§ **WORK TO COMPLETE**
Rewrite the part of the data that opens with the line containing "I need to find the castle" and closes with the line containing "[256,106,312,169]" as a numbered list, including both of those lines and leaving out blank lines. Include no other lines.

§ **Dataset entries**
>> begin

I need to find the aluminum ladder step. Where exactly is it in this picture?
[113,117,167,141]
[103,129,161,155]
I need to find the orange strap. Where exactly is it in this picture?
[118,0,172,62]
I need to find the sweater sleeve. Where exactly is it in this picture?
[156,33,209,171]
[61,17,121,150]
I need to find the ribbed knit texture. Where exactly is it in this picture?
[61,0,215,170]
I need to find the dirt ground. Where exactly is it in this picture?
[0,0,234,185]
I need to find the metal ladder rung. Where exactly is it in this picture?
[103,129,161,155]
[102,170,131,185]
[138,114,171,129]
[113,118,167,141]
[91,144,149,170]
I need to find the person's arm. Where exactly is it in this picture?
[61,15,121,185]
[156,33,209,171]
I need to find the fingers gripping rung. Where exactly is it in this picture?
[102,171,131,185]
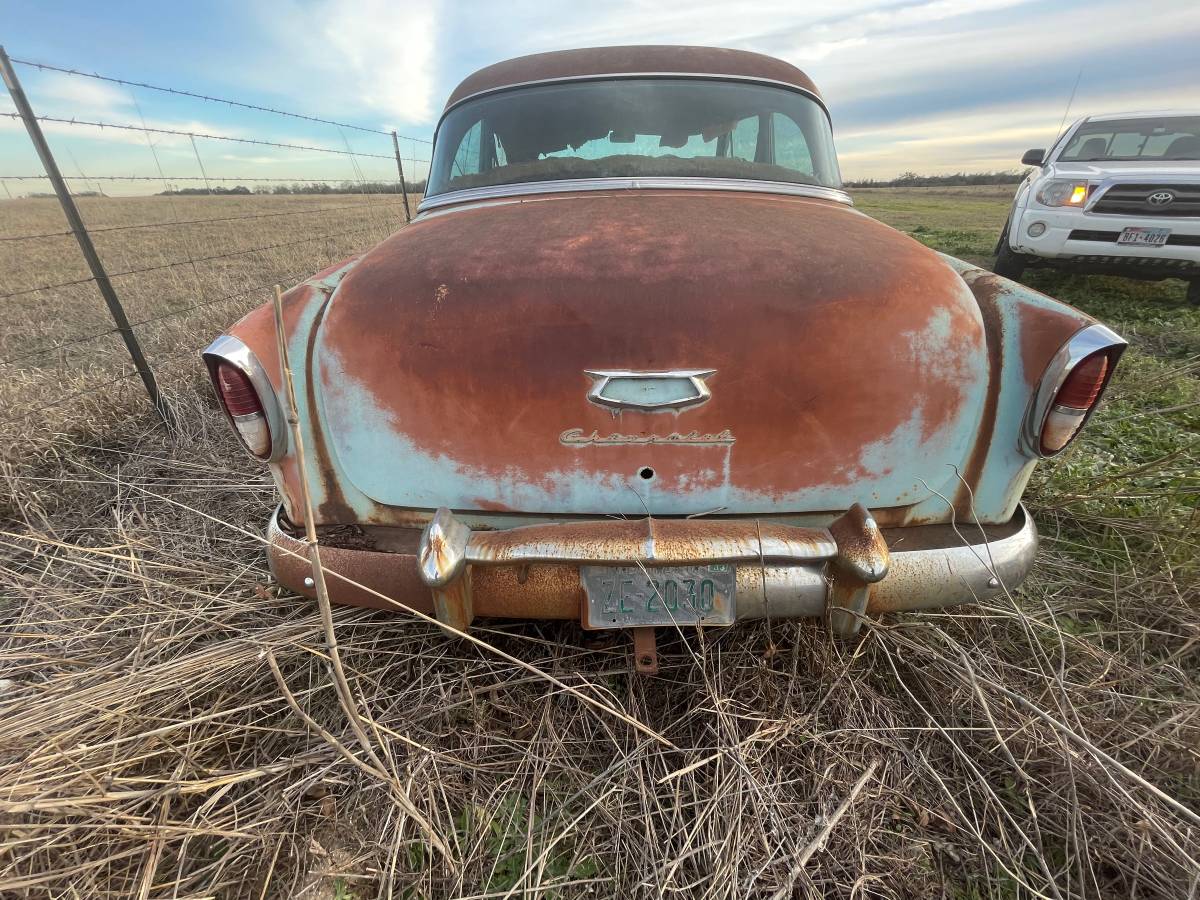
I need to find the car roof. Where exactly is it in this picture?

>> end
>> begin

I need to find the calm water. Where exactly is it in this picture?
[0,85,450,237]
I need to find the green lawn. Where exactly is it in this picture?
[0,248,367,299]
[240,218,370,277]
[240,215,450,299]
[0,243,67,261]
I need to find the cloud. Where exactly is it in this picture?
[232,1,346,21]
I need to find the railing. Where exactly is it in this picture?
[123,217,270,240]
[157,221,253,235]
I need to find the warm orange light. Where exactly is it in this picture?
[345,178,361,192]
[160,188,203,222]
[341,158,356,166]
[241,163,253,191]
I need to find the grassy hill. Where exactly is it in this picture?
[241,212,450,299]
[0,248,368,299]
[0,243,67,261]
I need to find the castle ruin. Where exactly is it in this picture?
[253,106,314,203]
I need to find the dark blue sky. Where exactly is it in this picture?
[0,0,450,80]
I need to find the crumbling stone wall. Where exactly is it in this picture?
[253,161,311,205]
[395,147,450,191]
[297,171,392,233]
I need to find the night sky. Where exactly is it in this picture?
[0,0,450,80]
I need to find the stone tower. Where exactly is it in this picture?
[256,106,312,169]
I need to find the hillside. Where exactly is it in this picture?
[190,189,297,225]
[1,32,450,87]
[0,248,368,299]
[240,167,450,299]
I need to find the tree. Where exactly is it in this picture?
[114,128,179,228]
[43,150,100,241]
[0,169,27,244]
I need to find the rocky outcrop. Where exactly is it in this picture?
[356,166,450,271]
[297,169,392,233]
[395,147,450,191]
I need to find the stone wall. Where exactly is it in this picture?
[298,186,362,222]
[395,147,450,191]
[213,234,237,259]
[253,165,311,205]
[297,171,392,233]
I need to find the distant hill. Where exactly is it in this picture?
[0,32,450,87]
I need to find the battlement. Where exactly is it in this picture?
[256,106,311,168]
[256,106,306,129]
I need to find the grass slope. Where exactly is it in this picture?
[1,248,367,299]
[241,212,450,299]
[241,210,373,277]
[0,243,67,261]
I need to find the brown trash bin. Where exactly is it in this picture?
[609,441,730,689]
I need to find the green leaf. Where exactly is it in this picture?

>> end

§ **SOLVED EXERCISE**
1. I need to find the castle ruin. Where exactly is it in this picture?
2. [253,106,314,203]
3. I need to find the dark blue sky. Where exactly is it in this picture?
4. [0,0,450,80]
5. I need to find the crumbling stone wall. Where exactly is it in this picture?
6. [253,161,311,205]
7. [395,147,450,191]
8. [297,171,392,233]
9. I need to find the night sky. Where exactly is it in this picture?
10. [0,0,450,80]
11. I need to find the stone tower. Where exactly is it in this picture?
12. [256,106,312,169]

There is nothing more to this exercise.